### [To do]
In the data that follows, count each line holding the string "below"; answer with the number only.

(Natural language region descriptions)
-*-
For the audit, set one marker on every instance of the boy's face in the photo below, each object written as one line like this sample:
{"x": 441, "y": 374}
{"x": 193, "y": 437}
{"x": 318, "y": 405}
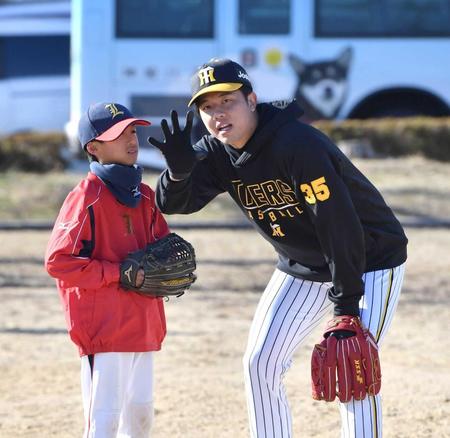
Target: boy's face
{"x": 229, "y": 116}
{"x": 123, "y": 150}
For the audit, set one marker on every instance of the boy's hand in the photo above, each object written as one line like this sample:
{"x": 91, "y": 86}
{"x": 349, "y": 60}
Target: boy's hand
{"x": 176, "y": 147}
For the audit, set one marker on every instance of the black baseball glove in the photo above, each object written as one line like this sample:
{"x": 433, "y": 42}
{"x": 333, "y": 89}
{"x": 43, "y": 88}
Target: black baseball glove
{"x": 168, "y": 265}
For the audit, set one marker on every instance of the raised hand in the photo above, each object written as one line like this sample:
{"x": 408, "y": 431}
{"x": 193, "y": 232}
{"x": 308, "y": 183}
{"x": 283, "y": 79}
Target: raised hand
{"x": 176, "y": 147}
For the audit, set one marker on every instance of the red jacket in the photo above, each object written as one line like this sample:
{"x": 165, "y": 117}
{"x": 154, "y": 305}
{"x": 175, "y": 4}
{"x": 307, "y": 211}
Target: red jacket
{"x": 92, "y": 235}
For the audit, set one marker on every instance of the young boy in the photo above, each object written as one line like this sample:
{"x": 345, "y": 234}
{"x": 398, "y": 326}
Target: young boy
{"x": 339, "y": 244}
{"x": 107, "y": 215}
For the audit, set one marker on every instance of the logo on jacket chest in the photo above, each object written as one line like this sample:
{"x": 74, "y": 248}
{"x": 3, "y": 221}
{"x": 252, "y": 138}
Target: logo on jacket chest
{"x": 268, "y": 201}
{"x": 128, "y": 223}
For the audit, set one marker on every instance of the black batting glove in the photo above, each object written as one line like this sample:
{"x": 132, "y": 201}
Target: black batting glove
{"x": 176, "y": 147}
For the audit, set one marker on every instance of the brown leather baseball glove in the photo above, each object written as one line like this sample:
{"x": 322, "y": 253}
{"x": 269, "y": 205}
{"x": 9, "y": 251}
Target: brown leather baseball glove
{"x": 346, "y": 362}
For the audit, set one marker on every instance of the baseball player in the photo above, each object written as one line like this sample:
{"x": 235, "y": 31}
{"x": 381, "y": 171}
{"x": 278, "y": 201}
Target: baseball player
{"x": 107, "y": 215}
{"x": 339, "y": 245}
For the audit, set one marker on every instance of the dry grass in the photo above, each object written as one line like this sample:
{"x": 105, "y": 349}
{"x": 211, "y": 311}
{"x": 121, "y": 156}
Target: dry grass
{"x": 199, "y": 384}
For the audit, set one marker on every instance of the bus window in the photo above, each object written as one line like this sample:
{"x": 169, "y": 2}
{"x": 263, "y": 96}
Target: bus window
{"x": 164, "y": 19}
{"x": 264, "y": 17}
{"x": 26, "y": 56}
{"x": 382, "y": 18}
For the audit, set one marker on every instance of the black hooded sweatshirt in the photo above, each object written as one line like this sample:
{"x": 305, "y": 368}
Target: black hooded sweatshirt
{"x": 324, "y": 218}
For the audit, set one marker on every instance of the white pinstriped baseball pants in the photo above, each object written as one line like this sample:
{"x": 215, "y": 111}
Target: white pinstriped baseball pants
{"x": 289, "y": 309}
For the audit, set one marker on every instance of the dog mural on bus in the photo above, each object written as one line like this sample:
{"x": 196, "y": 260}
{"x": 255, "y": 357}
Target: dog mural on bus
{"x": 322, "y": 85}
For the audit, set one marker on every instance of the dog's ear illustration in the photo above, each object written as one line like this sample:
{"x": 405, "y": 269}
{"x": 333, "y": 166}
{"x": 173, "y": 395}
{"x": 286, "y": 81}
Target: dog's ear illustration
{"x": 345, "y": 58}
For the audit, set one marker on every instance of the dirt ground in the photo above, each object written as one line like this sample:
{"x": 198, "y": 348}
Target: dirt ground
{"x": 198, "y": 380}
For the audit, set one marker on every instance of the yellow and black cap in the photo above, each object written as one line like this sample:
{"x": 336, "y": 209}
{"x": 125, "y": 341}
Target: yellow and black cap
{"x": 218, "y": 74}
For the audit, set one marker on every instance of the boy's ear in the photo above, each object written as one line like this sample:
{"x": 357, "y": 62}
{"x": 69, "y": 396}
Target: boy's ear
{"x": 91, "y": 147}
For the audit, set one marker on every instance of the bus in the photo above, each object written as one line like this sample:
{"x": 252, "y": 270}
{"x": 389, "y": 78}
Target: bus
{"x": 339, "y": 58}
{"x": 34, "y": 65}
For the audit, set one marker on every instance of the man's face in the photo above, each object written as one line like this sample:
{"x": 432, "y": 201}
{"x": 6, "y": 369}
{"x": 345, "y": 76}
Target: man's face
{"x": 123, "y": 150}
{"x": 230, "y": 117}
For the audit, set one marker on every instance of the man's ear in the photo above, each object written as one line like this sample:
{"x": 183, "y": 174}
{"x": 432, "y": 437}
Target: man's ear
{"x": 252, "y": 100}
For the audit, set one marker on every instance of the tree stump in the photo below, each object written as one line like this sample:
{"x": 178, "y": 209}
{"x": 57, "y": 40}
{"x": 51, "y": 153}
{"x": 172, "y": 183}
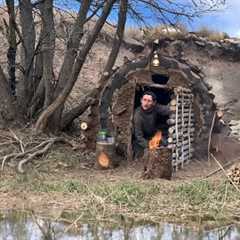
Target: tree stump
{"x": 106, "y": 155}
{"x": 158, "y": 163}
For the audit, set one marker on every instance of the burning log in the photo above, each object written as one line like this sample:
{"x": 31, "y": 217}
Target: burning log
{"x": 157, "y": 160}
{"x": 106, "y": 156}
{"x": 234, "y": 174}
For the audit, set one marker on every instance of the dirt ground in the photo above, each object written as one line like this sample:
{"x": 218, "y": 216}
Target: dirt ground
{"x": 63, "y": 182}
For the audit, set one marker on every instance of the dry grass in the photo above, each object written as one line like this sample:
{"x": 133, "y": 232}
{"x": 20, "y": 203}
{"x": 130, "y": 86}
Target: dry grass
{"x": 211, "y": 203}
{"x": 157, "y": 32}
{"x": 211, "y": 34}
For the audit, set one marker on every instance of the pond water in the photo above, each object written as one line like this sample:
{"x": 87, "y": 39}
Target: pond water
{"x": 26, "y": 228}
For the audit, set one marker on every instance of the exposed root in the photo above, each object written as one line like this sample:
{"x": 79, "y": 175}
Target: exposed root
{"x": 27, "y": 155}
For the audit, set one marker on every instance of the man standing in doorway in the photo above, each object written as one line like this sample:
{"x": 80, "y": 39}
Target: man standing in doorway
{"x": 146, "y": 122}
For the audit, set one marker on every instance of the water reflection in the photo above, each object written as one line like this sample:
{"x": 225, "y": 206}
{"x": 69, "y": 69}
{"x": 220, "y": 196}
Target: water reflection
{"x": 21, "y": 227}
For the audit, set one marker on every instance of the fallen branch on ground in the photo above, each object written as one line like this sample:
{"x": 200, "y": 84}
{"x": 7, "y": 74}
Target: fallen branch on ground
{"x": 224, "y": 166}
{"x": 30, "y": 154}
{"x": 225, "y": 173}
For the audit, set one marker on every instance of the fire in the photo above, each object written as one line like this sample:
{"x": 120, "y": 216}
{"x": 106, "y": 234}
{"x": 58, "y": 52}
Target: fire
{"x": 155, "y": 141}
{"x": 103, "y": 160}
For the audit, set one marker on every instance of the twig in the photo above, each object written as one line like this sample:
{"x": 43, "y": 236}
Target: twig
{"x": 219, "y": 169}
{"x": 225, "y": 173}
{"x": 72, "y": 224}
{"x": 39, "y": 152}
{"x": 32, "y": 155}
{"x": 18, "y": 139}
{"x": 210, "y": 135}
{"x": 18, "y": 155}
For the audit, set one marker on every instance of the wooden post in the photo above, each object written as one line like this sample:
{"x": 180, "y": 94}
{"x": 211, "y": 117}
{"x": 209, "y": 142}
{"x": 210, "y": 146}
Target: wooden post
{"x": 158, "y": 163}
{"x": 106, "y": 155}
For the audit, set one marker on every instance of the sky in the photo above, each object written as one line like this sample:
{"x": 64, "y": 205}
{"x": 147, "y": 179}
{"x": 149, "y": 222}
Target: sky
{"x": 226, "y": 20}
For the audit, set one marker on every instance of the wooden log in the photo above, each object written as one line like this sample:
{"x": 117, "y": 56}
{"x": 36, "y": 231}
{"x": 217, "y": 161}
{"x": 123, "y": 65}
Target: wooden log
{"x": 158, "y": 164}
{"x": 180, "y": 115}
{"x": 173, "y": 102}
{"x": 171, "y": 121}
{"x": 182, "y": 159}
{"x": 180, "y": 154}
{"x": 172, "y": 130}
{"x": 184, "y": 147}
{"x": 106, "y": 155}
{"x": 180, "y": 143}
{"x": 182, "y": 132}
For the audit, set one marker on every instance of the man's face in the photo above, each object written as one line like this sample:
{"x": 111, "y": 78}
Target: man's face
{"x": 147, "y": 102}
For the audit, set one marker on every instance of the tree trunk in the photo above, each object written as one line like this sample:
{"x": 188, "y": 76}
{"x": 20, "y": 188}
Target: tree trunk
{"x": 28, "y": 52}
{"x": 95, "y": 93}
{"x": 69, "y": 58}
{"x": 47, "y": 48}
{"x": 7, "y": 110}
{"x": 60, "y": 100}
{"x": 11, "y": 54}
{"x": 122, "y": 16}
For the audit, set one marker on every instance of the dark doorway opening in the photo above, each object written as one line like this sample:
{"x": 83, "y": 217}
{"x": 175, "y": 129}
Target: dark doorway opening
{"x": 160, "y": 79}
{"x": 163, "y": 97}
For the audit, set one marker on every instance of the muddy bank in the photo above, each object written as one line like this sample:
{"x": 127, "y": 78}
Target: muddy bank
{"x": 67, "y": 192}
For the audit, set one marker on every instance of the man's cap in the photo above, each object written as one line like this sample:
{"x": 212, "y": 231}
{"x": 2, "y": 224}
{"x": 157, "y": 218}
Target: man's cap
{"x": 154, "y": 97}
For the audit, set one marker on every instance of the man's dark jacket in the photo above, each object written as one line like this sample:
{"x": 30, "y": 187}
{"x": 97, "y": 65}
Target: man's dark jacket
{"x": 146, "y": 125}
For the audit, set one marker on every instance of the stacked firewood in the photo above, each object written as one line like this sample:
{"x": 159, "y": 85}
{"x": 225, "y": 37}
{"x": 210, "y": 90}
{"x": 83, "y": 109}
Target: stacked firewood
{"x": 181, "y": 132}
{"x": 234, "y": 174}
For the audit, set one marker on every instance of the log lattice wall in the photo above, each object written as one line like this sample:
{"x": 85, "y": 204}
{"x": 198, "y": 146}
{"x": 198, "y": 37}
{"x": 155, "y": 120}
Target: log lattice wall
{"x": 181, "y": 133}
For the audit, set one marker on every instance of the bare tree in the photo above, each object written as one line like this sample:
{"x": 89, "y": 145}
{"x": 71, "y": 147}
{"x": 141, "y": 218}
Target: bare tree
{"x": 40, "y": 93}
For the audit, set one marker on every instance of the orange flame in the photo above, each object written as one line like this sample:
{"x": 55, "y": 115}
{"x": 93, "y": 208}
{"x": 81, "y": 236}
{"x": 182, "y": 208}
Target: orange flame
{"x": 103, "y": 160}
{"x": 155, "y": 141}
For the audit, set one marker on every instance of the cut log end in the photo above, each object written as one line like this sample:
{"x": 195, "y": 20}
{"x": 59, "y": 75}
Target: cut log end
{"x": 106, "y": 157}
{"x": 158, "y": 164}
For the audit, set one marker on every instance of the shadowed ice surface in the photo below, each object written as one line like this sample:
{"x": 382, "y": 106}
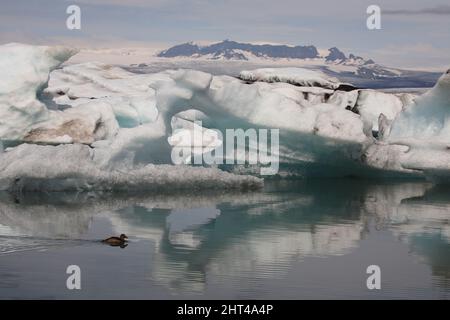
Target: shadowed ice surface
{"x": 292, "y": 240}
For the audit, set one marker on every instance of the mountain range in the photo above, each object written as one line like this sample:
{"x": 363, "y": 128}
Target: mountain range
{"x": 363, "y": 71}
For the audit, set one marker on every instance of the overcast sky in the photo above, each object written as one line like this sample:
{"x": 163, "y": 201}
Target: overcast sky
{"x": 414, "y": 33}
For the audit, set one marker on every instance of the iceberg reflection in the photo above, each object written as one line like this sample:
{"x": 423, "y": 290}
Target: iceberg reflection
{"x": 260, "y": 235}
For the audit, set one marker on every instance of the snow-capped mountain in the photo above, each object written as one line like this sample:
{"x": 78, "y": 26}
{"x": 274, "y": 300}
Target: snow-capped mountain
{"x": 232, "y": 50}
{"x": 349, "y": 67}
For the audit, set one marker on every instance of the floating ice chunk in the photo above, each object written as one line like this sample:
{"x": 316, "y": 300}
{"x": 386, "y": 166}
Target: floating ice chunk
{"x": 71, "y": 167}
{"x": 370, "y": 104}
{"x": 87, "y": 123}
{"x": 25, "y": 71}
{"x": 428, "y": 118}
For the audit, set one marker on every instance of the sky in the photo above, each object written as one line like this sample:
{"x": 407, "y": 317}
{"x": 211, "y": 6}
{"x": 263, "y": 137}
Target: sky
{"x": 413, "y": 34}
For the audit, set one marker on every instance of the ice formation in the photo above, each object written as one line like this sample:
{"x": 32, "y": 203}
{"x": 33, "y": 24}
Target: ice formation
{"x": 106, "y": 128}
{"x": 296, "y": 76}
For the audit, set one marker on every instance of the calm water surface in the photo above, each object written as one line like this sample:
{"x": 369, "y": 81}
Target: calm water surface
{"x": 293, "y": 240}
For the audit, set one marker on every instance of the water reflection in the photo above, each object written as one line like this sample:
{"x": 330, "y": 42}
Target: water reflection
{"x": 255, "y": 235}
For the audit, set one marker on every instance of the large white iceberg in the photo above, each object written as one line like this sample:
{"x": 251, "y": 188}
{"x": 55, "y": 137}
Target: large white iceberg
{"x": 110, "y": 125}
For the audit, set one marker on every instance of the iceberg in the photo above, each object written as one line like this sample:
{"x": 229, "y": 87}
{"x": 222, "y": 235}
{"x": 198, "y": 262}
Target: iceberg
{"x": 94, "y": 126}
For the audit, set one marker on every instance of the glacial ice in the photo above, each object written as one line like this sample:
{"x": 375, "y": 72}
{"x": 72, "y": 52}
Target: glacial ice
{"x": 107, "y": 128}
{"x": 296, "y": 76}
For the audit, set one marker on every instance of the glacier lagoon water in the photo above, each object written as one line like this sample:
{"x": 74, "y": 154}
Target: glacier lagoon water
{"x": 292, "y": 240}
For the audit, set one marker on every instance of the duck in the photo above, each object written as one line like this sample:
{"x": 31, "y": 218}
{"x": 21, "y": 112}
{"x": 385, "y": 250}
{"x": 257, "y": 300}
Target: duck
{"x": 120, "y": 241}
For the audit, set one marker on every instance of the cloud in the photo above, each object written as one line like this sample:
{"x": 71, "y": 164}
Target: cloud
{"x": 438, "y": 10}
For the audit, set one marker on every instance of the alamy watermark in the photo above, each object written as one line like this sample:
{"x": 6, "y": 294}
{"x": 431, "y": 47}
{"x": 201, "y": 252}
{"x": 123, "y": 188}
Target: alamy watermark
{"x": 373, "y": 21}
{"x": 202, "y": 146}
{"x": 73, "y": 21}
{"x": 374, "y": 280}
{"x": 73, "y": 282}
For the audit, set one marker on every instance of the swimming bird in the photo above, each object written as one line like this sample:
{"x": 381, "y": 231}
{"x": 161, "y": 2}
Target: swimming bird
{"x": 120, "y": 241}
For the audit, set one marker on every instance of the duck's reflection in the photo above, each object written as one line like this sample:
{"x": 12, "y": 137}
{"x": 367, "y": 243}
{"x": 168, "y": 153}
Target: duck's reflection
{"x": 261, "y": 234}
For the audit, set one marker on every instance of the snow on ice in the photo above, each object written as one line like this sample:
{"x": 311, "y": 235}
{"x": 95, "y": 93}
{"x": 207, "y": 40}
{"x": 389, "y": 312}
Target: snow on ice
{"x": 95, "y": 126}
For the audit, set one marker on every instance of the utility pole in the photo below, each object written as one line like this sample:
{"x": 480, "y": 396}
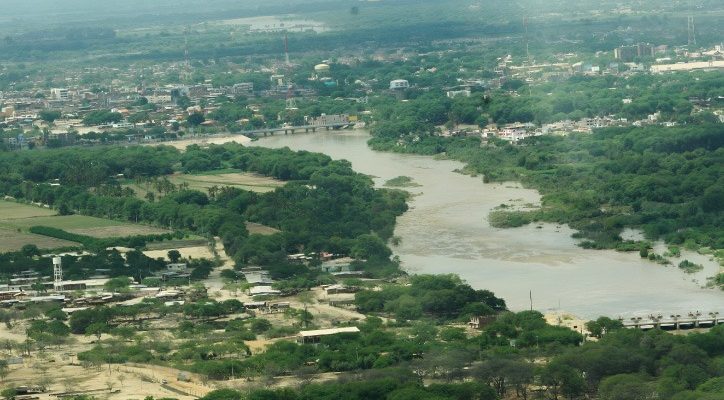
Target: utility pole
{"x": 527, "y": 48}
{"x": 530, "y": 295}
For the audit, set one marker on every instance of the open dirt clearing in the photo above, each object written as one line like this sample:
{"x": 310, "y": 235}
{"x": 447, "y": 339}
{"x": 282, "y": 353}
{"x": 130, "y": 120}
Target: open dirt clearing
{"x": 10, "y": 210}
{"x": 12, "y": 240}
{"x": 186, "y": 252}
{"x": 260, "y": 229}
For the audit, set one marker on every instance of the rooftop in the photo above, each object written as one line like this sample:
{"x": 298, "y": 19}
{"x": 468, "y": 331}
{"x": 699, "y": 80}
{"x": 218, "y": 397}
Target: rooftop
-*-
### [Solution to this problem]
4